▶ [Aim of the task] Extract every line in the entries below that contains the string "moon". Matching is case-sensitive.

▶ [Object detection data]
================

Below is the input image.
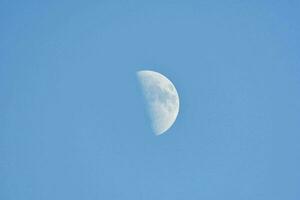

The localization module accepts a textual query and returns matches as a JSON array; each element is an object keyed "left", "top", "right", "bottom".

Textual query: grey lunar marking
[{"left": 137, "top": 71, "right": 179, "bottom": 135}]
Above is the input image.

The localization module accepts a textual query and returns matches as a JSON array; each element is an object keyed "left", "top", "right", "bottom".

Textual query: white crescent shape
[{"left": 137, "top": 70, "right": 179, "bottom": 135}]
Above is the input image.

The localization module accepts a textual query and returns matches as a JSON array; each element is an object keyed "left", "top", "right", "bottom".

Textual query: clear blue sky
[{"left": 0, "top": 0, "right": 300, "bottom": 200}]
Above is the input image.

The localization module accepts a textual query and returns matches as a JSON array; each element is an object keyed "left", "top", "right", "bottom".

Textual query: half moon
[{"left": 137, "top": 70, "right": 179, "bottom": 135}]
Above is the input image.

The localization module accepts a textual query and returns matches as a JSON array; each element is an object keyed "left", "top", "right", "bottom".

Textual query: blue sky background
[{"left": 0, "top": 0, "right": 300, "bottom": 200}]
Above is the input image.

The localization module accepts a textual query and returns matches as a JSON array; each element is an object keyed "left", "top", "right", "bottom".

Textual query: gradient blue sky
[{"left": 0, "top": 0, "right": 300, "bottom": 200}]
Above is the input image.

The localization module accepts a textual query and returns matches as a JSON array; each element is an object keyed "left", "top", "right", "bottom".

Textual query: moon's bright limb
[{"left": 137, "top": 70, "right": 179, "bottom": 135}]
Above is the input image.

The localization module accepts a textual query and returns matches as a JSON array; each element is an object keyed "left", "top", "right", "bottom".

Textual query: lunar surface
[{"left": 137, "top": 70, "right": 179, "bottom": 135}]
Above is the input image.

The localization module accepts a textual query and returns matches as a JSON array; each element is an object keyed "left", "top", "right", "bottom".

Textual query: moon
[{"left": 137, "top": 70, "right": 179, "bottom": 135}]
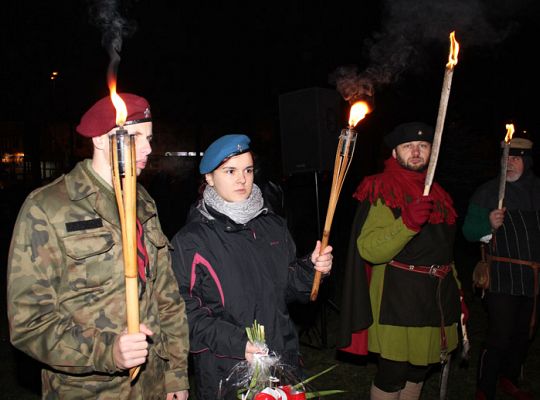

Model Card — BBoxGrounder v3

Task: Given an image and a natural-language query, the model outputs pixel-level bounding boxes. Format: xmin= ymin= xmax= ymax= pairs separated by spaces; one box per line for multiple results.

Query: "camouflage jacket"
xmin=8 ymin=160 xmax=189 ymax=399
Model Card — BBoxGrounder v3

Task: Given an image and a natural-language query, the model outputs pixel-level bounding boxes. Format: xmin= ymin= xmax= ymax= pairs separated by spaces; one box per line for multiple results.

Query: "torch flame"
xmin=349 ymin=101 xmax=370 ymax=128
xmin=504 ymin=124 xmax=514 ymax=143
xmin=446 ymin=31 xmax=459 ymax=68
xmin=109 ymin=79 xmax=127 ymax=126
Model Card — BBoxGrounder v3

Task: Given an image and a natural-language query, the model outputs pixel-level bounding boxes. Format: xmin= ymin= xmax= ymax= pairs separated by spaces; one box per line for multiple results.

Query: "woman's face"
xmin=205 ymin=152 xmax=253 ymax=203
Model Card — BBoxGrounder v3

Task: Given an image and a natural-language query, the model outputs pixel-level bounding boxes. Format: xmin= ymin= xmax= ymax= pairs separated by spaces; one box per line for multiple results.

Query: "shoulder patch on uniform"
xmin=66 ymin=218 xmax=103 ymax=232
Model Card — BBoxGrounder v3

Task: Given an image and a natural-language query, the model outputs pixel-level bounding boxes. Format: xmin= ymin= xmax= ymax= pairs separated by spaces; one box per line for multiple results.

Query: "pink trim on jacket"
xmin=189 ymin=253 xmax=225 ymax=306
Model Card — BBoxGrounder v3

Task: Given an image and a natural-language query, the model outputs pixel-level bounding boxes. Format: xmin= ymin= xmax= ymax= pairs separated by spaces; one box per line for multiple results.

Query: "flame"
xmin=349 ymin=101 xmax=371 ymax=128
xmin=446 ymin=31 xmax=459 ymax=68
xmin=504 ymin=124 xmax=514 ymax=143
xmin=109 ymin=79 xmax=127 ymax=126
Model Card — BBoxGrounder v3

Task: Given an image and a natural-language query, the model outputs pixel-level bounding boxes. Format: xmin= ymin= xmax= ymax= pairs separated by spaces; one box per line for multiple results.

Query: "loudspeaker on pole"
xmin=279 ymin=87 xmax=347 ymax=175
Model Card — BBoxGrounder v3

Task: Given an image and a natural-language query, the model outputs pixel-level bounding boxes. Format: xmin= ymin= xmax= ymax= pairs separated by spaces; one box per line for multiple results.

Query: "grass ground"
xmin=0 ymin=286 xmax=540 ymax=400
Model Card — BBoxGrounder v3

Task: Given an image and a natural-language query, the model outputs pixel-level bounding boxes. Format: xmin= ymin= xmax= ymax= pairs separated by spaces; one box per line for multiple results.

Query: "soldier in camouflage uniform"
xmin=8 ymin=93 xmax=189 ymax=400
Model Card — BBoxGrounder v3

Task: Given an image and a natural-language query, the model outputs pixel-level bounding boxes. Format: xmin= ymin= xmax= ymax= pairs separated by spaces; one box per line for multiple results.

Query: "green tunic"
xmin=357 ymin=200 xmax=458 ymax=365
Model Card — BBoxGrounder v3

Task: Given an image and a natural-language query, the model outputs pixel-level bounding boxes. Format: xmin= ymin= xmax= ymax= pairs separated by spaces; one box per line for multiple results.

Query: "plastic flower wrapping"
xmin=218 ymin=321 xmax=343 ymax=400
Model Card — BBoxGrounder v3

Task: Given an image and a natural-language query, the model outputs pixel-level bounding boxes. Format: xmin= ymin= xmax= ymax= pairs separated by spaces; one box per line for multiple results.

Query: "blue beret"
xmin=199 ymin=135 xmax=251 ymax=174
xmin=384 ymin=122 xmax=433 ymax=149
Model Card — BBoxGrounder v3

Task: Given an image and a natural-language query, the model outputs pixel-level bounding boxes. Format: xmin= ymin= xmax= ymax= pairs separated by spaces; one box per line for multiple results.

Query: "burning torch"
xmin=497 ymin=124 xmax=514 ymax=210
xmin=310 ymin=101 xmax=370 ymax=301
xmin=424 ymin=32 xmax=459 ymax=196
xmin=109 ymin=80 xmax=140 ymax=381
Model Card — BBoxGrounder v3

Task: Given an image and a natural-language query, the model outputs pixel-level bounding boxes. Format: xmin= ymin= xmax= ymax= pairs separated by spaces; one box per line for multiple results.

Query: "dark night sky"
xmin=0 ymin=0 xmax=540 ymax=185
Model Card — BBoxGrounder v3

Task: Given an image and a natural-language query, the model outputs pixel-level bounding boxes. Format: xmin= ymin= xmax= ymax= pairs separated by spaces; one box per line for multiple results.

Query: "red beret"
xmin=77 ymin=93 xmax=152 ymax=137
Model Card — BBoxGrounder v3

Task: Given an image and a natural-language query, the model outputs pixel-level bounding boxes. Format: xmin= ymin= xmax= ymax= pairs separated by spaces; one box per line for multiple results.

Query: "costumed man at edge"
xmin=463 ymin=137 xmax=540 ymax=400
xmin=337 ymin=122 xmax=461 ymax=400
xmin=7 ymin=93 xmax=189 ymax=400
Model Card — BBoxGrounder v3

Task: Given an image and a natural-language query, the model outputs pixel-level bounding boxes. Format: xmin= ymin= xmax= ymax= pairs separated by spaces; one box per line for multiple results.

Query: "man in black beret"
xmin=463 ymin=135 xmax=540 ymax=400
xmin=8 ymin=93 xmax=189 ymax=400
xmin=338 ymin=122 xmax=460 ymax=400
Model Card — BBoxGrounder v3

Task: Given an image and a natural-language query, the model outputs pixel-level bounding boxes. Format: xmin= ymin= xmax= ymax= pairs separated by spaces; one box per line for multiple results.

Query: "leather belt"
xmin=388 ymin=260 xmax=452 ymax=279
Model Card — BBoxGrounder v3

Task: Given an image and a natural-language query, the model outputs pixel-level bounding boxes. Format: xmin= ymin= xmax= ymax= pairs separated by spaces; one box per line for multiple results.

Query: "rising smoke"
xmin=88 ymin=0 xmax=137 ymax=91
xmin=329 ymin=0 xmax=528 ymax=103
xmin=88 ymin=0 xmax=137 ymax=53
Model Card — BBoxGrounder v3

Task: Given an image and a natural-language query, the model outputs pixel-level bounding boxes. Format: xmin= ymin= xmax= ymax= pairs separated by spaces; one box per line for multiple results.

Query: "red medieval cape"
xmin=336 ymin=157 xmax=457 ymax=355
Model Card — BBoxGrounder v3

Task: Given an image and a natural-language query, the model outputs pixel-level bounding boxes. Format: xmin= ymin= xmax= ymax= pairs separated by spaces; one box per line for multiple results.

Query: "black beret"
xmin=384 ymin=122 xmax=433 ymax=149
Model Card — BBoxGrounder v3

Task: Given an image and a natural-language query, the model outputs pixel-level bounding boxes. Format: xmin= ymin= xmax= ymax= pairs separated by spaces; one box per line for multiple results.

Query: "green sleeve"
xmin=356 ymin=200 xmax=416 ymax=264
xmin=462 ymin=203 xmax=491 ymax=242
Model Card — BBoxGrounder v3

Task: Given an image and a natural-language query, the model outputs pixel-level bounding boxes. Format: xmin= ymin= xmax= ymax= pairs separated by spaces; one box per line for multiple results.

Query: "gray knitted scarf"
xmin=203 ymin=184 xmax=266 ymax=224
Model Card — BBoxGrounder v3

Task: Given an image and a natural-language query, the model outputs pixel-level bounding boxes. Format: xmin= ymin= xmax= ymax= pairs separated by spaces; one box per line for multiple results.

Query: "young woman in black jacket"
xmin=172 ymin=135 xmax=332 ymax=400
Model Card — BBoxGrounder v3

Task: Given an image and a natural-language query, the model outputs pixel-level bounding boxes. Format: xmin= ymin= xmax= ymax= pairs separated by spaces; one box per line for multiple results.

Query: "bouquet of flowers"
xmin=218 ymin=321 xmax=343 ymax=400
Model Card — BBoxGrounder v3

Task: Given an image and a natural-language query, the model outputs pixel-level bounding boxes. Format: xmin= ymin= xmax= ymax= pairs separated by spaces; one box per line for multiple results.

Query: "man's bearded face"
xmin=506 ymin=156 xmax=524 ymax=182
xmin=392 ymin=141 xmax=431 ymax=171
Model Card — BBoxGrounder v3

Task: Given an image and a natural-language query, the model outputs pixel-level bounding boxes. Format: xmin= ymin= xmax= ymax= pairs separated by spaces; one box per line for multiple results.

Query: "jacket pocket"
xmin=64 ymin=230 xmax=114 ymax=290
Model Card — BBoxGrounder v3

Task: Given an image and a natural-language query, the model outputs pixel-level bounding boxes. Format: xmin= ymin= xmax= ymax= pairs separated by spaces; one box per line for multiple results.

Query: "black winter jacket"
xmin=172 ymin=203 xmax=314 ymax=400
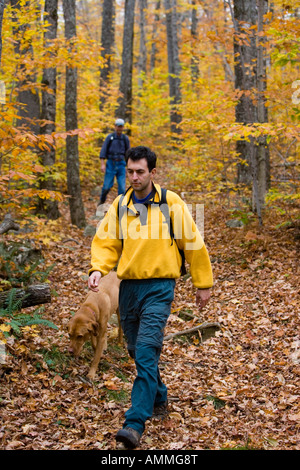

================

▶ [Finished exercise]
Textual query: half moon
Textual query: moon's bright limb
Textual query: moon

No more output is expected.